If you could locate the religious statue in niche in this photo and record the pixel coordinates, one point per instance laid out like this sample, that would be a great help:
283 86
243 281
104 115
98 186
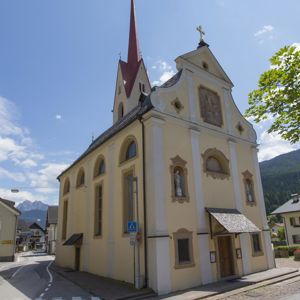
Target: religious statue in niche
249 190
179 184
210 106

——

Instruction ::
Copy the records above word for word, leaving out the pictures.

Answer to the problem ::
If you could locate the religious statue in niche in this photo and record the pixel coordinates, one point per instance laid out like this sample, that would be a great help:
283 86
243 281
104 115
98 186
Target: religious statue in niche
249 190
179 184
210 106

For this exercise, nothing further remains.